[Collected data]
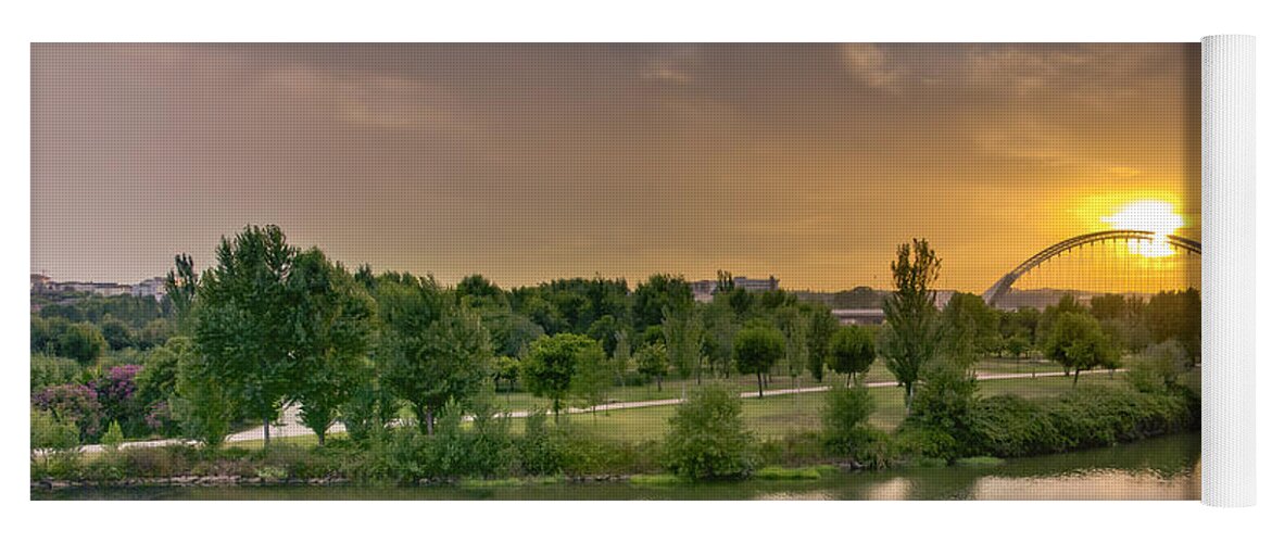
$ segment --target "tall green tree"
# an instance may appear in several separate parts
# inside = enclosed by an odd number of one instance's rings
[[[897,247],[897,259],[892,263],[894,292],[883,304],[879,351],[906,389],[907,413],[915,399],[915,383],[937,352],[940,314],[932,286],[940,271],[941,261],[926,239]]]
[[[661,341],[646,343],[636,351],[636,371],[646,379],[658,383],[658,392],[663,392],[663,378],[672,369],[667,361],[667,346]]]
[[[198,290],[198,273],[195,272],[195,258],[190,254],[182,253],[173,259],[176,267],[168,272],[168,278],[164,281],[164,298],[172,304],[177,328],[182,333],[190,333],[193,329],[191,308],[195,305]]]
[[[196,294],[195,342],[212,376],[258,417],[266,444],[282,401],[296,392],[290,338],[299,313],[287,291],[296,253],[277,226],[248,226],[221,238]]]
[[[941,341],[948,357],[968,370],[982,357],[1002,348],[999,312],[978,295],[954,292],[941,309]]]
[[[570,393],[580,368],[602,364],[600,343],[585,336],[561,333],[530,343],[522,364],[522,380],[532,394],[552,401],[553,418],[561,418],[561,401]]]
[[[831,338],[831,369],[848,376],[851,385],[861,379],[875,359],[875,341],[870,331],[850,326],[840,328]]]
[[[831,337],[840,328],[840,320],[831,308],[822,304],[809,306],[808,314],[808,370],[818,383],[831,364]]]
[[[663,312],[663,340],[667,343],[667,357],[681,379],[693,376],[698,384],[702,384],[702,343],[705,337],[702,314],[695,305],[686,305],[678,310],[668,308]]]
[[[374,356],[382,379],[411,404],[421,431],[432,435],[446,402],[463,404],[490,376],[488,333],[432,277],[382,275],[375,301],[382,326]]]
[[[1061,313],[1047,340],[1047,356],[1077,375],[1085,370],[1117,364],[1121,355],[1100,328],[1100,322],[1086,313]]]
[[[754,374],[759,383],[759,397],[764,397],[763,375],[773,368],[785,354],[782,333],[763,324],[750,324],[734,341],[733,355],[738,360],[738,371]]]
[[[664,273],[653,275],[632,292],[632,319],[636,329],[660,324],[663,312],[679,312],[693,304],[693,289],[684,277]]]
[[[174,346],[176,347],[176,346]],[[239,384],[224,379],[224,368],[198,352],[197,345],[177,348],[173,416],[186,437],[215,448],[225,441],[239,412]]]
[[[300,421],[326,445],[327,429],[350,401],[364,370],[373,301],[338,263],[317,248],[296,256],[287,277],[296,312],[291,327]]]
[[[106,337],[93,323],[75,323],[67,324],[57,336],[55,352],[80,364],[92,364],[106,352],[107,347]]]

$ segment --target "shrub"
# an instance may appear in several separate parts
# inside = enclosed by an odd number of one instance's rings
[[[822,478],[822,472],[817,467],[782,468],[768,465],[756,472],[757,479],[767,481],[817,481]]]
[[[1010,458],[1107,446],[1196,427],[1199,413],[1201,401],[1187,388],[1094,387],[1038,401],[1000,395],[974,407],[964,451]]]
[[[130,435],[137,435],[145,427],[142,406],[136,394],[140,371],[141,366],[137,365],[114,366],[92,383],[97,399],[102,403],[102,415],[116,423],[123,421],[123,429]]]
[[[731,389],[710,384],[679,404],[667,434],[667,468],[692,479],[750,474],[752,435],[743,427],[742,401]]]
[[[874,398],[865,387],[836,387],[822,407],[822,439],[832,454],[854,455],[865,445]]]
[[[518,443],[522,471],[530,476],[552,476],[561,471],[561,448],[547,426],[548,416],[534,409],[525,417],[525,432]]]
[[[109,430],[102,435],[102,445],[106,445],[111,451],[117,451],[120,445],[123,445],[123,430],[120,430],[120,421],[111,421]]]
[[[102,434],[102,404],[97,392],[81,384],[50,387],[32,398],[32,403],[48,411],[59,422],[79,429],[81,443],[94,441]]]

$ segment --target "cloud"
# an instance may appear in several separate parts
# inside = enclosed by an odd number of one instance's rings
[[[862,83],[890,93],[901,90],[904,66],[895,62],[883,47],[875,43],[845,43],[840,46],[845,66]]]
[[[262,92],[322,103],[336,121],[360,128],[471,131],[474,121],[444,90],[396,75],[340,74],[308,65],[268,71]]]

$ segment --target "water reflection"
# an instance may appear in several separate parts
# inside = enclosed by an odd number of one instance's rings
[[[842,473],[818,481],[647,486],[228,487],[32,491],[53,500],[1199,500],[1201,435],[986,467]]]

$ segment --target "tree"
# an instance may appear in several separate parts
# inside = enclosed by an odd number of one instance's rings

[Set exercise]:
Pictures don't belong in the copy. Restate all the entries exactly.

[Full response]:
$ segment --target "tall green tree"
# an instance may appear in several separate parts
# inside = enclosed by an odd number of one instance's rings
[[[897,247],[897,259],[892,263],[894,292],[883,304],[879,351],[906,389],[907,413],[915,399],[915,383],[937,352],[940,314],[932,286],[940,271],[941,261],[926,239]]]
[[[661,341],[646,343],[636,351],[636,371],[646,379],[658,383],[658,392],[663,392],[663,378],[672,369],[667,361],[667,346]]]
[[[198,290],[198,273],[195,272],[195,258],[190,254],[182,253],[173,259],[176,267],[168,272],[168,278],[164,281],[164,298],[172,304],[177,328],[182,333],[190,333],[193,329],[191,308],[195,305]]]
[[[196,294],[195,342],[212,376],[258,417],[266,444],[282,401],[296,392],[290,338],[299,313],[287,291],[296,253],[277,226],[248,226],[221,238]]]
[[[941,341],[948,357],[968,370],[982,357],[1002,348],[999,312],[978,295],[954,292],[941,309]]]
[[[570,393],[580,368],[602,364],[600,343],[585,336],[561,333],[530,343],[522,364],[522,380],[532,394],[552,401],[553,418],[561,418],[561,401]]]
[[[831,338],[831,369],[848,376],[851,385],[861,379],[875,359],[875,341],[870,331],[850,326],[840,328]]]
[[[831,337],[840,328],[840,320],[831,308],[822,304],[809,306],[808,314],[808,370],[818,383],[831,364]]]
[[[663,312],[663,340],[667,343],[667,357],[681,379],[693,376],[698,384],[702,384],[702,343],[705,337],[702,314],[695,305],[686,305],[678,310],[668,308]]]
[[[374,356],[382,379],[411,404],[421,431],[432,435],[446,402],[463,404],[490,376],[488,333],[432,277],[382,275],[375,301],[382,326]]]
[[[1061,313],[1047,340],[1047,356],[1077,375],[1085,370],[1117,364],[1121,355],[1100,328],[1100,322],[1086,313]]]
[[[754,374],[759,383],[759,397],[764,397],[763,375],[773,368],[785,354],[782,333],[763,324],[750,324],[734,341],[733,355],[738,360],[738,371]]]
[[[664,273],[653,275],[632,292],[632,319],[636,329],[660,324],[663,312],[679,312],[693,304],[693,289],[684,277]]]
[[[174,346],[176,347],[176,346]],[[239,384],[224,379],[224,368],[198,352],[197,345],[177,348],[173,416],[186,437],[215,448],[225,441],[239,412]]]
[[[300,421],[326,445],[327,429],[350,401],[364,370],[373,301],[338,263],[317,248],[296,256],[287,277],[296,312],[291,327]]]
[[[106,337],[93,323],[75,323],[67,324],[57,336],[55,352],[80,364],[92,364],[106,352],[107,347]]]

$ segment --target "shrub"
# an instance may appear in several separate parts
# inside = enclosed by an odd number of one instance's rings
[[[822,478],[822,472],[817,467],[782,468],[768,465],[756,472],[757,479],[767,481],[817,481]]]
[[[1010,458],[1107,446],[1196,427],[1199,413],[1201,401],[1187,388],[1094,387],[1038,401],[1000,395],[974,407],[964,451]]]
[[[130,435],[137,435],[145,427],[142,406],[136,394],[140,371],[141,366],[137,365],[114,366],[92,383],[97,399],[102,403],[102,415],[116,423],[123,421],[123,429]]]
[[[731,389],[710,384],[679,404],[667,434],[667,468],[692,479],[750,474],[752,435],[743,427],[742,401]]]
[[[874,398],[865,387],[836,387],[822,407],[822,439],[832,454],[854,455],[865,445]]]
[[[518,443],[522,471],[530,476],[552,476],[561,471],[561,448],[547,426],[548,416],[534,409],[525,417],[525,432]]]
[[[109,430],[102,435],[102,445],[106,445],[111,451],[117,451],[120,445],[123,445],[123,430],[120,430],[120,421],[111,421]]]
[[[102,434],[102,404],[97,392],[81,384],[50,387],[32,398],[32,403],[48,411],[59,422],[79,429],[81,443],[94,441]]]

$ segment --target "cloud"
# an instance may appear in several separate parts
# inside = enclosed by an odd number of one instance's rings
[[[862,83],[890,93],[901,90],[904,66],[895,62],[883,47],[875,43],[845,43],[840,46],[845,66]]]
[[[262,92],[322,103],[336,121],[360,128],[471,131],[474,121],[444,90],[396,75],[340,74],[308,65],[268,71]]]

$ segment --target "water reflection"
# an instance may appear in several separate parts
# inside = enclosed by an odd number of one instance's rings
[[[842,473],[818,481],[647,486],[228,487],[32,491],[53,500],[1199,500],[1201,435],[986,467]]]

$ segment --target "tree"
# an instance may appear in several separate parts
# inside = enclosed by an odd number of one instance's rings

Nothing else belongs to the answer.